It was a moving experience, as each patient took turns describing the impact Xalkori had made on their lives.  I found it rather an amazing vantage point as well; looking out over the sea of faces in the audience, many of whom were wiping away tears.

Each patient was given a chance to answer some prepared questions. When it was my turn, I commented that it wasn’t exactly fair that the moderators were the only ones with teleprompters, given the fact that most of us on stage had done some really hard drugs.  I also asked the audience to take a good look at the eleven hale and hearty individuals (patients) in front of them and to remember that we each had stage IV lung cancer. Given the ravages of the disease as well as the difficult side effects of most traditional treatments, our current state of health was perhaps the most amazing thing of all. Not only had Xalkori given us more time, it was quality time.

After the session concluded, we had the chance to meet some of the people behind the development of crizotinb, including Keith Wilner, Pfizer’s Senior Director of Clinical Research, and then perhaps the biggest rock star of all,  Dr. Jingrong Jean Cui, the scientist who invented crizotinib.

Dr. J. Jean Cui with some of her biggest fans

Jean is the epitome of intelligence, diligence, humility (!) and creativity. She shared with us a tantalizing glimpse of just what lay behind the synthesis of a complex molecule that would become Xalkori.

And this is it: Xalkori

Pfizer thoughtfully arranged a luncheon for the patients and their families, and we were joined by several key members of the team involved in development to market phases of PF-02341066/crizotinib/Xalkori. Possibly not your usual cafeteria chatter.

I had overheard that there would be a tribute to my friend Kevin Brumett, who was one of the very first people in the world to go on what was then know as PF-02341066. Kevin passed away in May of 2009, just a week after marrying his sweetheart, Stephanie Fellingham. With his boundless optimism, energy and generosity, Kevin touched the lives of many. In January of 2009, he had been invited to speak at the Pfizer laboratories in La Jolla, an experience he found profoundly moving. It was only fitting to close the Xalkori launch with a tribute to this exceptionally brave young man who eagerly went down what was then an unproven path.

There was time for a short and much needed break; I felt emotionally tapped out at this point. Then we crowded into buses with the pharmaceutical reps to join in a team building exercise at yet another venue. It was actually a great chance to get to talk to more people, and the product of the exercise was some lovely murals for The Lung Cancer Alliance of Massachusetts.

- _Recorded data_:

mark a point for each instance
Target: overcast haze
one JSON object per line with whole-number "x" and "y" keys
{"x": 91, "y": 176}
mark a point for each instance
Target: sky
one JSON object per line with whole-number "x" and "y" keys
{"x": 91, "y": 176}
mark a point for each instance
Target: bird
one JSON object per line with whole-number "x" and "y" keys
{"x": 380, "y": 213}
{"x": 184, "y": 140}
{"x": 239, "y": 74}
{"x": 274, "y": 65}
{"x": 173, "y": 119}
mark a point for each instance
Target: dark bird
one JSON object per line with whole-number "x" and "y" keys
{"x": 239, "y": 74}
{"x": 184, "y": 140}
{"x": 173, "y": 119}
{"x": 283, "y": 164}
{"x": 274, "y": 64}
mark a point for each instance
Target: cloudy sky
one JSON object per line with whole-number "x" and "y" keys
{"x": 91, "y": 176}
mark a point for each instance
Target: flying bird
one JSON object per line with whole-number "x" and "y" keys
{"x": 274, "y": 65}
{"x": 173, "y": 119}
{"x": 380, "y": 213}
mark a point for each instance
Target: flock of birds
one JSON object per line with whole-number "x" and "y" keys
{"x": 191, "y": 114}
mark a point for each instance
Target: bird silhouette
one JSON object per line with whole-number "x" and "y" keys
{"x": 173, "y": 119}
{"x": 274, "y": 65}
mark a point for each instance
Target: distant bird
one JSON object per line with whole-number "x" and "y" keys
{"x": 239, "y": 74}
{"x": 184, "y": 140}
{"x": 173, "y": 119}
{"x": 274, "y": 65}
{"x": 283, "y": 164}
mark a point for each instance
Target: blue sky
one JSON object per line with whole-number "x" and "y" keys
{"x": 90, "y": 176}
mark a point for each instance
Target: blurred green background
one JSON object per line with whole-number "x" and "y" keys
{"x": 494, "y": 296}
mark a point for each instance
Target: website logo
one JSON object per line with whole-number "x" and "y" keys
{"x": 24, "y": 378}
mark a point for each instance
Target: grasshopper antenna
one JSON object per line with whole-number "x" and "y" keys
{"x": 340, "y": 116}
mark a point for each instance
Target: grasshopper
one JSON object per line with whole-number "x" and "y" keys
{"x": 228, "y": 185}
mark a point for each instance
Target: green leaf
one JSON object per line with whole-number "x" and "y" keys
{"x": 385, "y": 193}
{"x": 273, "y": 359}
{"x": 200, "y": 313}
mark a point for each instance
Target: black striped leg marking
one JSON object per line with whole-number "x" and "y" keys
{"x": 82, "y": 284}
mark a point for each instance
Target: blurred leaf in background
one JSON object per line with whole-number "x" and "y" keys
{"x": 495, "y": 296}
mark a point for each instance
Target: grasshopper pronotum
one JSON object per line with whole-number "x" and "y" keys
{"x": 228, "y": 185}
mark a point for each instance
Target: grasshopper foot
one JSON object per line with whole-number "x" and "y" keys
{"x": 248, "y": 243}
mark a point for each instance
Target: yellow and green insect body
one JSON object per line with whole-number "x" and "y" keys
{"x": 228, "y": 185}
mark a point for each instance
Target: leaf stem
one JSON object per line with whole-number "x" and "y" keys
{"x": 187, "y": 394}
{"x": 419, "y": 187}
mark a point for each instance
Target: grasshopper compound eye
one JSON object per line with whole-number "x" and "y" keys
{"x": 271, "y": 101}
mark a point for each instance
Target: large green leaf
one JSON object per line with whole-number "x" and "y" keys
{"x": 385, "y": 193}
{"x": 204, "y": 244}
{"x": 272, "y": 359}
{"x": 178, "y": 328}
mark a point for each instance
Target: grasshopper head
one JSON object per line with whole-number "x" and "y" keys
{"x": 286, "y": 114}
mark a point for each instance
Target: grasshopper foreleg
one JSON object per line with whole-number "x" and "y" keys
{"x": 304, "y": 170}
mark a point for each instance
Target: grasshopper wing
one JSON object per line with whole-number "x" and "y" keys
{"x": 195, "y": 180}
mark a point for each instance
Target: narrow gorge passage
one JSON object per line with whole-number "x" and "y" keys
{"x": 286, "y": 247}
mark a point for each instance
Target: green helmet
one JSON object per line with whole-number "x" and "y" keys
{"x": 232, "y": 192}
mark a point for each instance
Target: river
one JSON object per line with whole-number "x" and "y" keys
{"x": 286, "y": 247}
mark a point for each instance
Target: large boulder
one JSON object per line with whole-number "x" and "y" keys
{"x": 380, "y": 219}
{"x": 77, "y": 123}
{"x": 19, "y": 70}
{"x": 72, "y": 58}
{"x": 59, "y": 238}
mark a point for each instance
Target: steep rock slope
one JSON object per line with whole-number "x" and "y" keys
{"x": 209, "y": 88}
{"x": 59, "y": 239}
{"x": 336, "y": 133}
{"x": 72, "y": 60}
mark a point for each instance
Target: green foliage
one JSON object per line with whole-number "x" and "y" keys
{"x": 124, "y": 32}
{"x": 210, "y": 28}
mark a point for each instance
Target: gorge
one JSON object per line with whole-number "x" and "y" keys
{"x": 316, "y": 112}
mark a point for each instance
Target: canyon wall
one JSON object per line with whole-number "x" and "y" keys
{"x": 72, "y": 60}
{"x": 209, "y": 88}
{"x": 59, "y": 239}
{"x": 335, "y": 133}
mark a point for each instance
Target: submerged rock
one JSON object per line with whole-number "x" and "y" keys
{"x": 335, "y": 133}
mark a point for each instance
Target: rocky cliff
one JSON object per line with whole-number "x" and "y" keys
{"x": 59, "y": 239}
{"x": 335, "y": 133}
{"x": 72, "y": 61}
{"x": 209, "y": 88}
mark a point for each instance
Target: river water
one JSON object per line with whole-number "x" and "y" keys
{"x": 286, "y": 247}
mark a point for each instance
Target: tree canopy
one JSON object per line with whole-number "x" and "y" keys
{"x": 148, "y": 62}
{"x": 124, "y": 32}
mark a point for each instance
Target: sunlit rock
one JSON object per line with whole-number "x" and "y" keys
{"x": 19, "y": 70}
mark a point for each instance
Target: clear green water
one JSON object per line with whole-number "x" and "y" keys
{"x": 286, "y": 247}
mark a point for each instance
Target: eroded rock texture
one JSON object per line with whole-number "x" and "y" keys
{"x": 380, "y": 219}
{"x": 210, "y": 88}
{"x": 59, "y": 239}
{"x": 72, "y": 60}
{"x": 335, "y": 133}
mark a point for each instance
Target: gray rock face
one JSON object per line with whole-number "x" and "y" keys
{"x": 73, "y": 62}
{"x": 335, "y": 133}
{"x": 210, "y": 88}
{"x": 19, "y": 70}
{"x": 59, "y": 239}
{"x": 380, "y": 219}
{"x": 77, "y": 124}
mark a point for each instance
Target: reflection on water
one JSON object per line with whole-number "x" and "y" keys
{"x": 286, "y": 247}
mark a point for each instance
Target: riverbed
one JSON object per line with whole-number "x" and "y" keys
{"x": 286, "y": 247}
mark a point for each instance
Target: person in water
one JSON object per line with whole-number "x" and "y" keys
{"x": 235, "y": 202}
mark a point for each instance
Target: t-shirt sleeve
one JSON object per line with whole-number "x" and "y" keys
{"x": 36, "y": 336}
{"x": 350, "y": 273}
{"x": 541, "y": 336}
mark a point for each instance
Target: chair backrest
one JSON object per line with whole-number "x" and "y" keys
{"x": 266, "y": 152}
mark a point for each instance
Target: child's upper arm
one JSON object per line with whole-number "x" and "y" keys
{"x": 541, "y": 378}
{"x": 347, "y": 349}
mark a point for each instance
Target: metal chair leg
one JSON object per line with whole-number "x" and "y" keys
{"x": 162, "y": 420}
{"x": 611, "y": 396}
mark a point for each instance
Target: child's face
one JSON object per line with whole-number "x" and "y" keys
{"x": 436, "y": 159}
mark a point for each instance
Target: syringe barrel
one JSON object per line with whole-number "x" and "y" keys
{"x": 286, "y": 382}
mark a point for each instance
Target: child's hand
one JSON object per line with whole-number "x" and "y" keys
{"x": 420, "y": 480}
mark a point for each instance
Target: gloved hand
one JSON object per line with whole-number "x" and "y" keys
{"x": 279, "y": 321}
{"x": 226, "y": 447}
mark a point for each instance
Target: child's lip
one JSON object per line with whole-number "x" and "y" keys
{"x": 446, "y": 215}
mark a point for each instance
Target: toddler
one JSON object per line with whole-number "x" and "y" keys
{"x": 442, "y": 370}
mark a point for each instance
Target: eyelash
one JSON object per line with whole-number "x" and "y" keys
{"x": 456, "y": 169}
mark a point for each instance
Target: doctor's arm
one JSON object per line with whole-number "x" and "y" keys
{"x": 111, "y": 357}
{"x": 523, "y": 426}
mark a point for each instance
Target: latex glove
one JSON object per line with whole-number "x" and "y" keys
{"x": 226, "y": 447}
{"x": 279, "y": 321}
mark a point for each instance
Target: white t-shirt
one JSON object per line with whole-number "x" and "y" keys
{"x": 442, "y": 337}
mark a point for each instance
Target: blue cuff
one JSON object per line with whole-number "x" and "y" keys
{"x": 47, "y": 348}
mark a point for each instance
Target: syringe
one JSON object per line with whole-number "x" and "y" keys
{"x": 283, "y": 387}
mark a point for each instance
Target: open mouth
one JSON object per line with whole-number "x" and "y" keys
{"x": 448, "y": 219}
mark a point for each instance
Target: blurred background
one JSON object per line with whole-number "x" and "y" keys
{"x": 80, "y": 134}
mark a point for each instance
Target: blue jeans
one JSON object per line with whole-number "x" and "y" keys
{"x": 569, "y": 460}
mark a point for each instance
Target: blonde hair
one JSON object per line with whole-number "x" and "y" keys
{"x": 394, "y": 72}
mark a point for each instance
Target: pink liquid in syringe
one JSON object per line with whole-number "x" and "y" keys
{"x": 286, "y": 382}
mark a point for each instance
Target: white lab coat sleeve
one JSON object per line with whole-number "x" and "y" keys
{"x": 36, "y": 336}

- _Questions on the material_:
1/ In the passage about the Xalkori launch, who is named as the scientist who invented crizotinib?
2/ Reproduce the part of the Xalkori launch passage that begins at the words "Pfizer thoughtfully arranged" and stops after "usual cafeteria chatter.".

- _Solutions to the problems_:
1/ Dr. Jingrong Jean Cui

2/
Pfizer thoughtfully arranged a luncheon for the patients and their families, and we were joined by several key members of the team involved in development to market phases of PF-02341066/crizotinib/Xalkori. Possibly not your usual cafeteria chatter.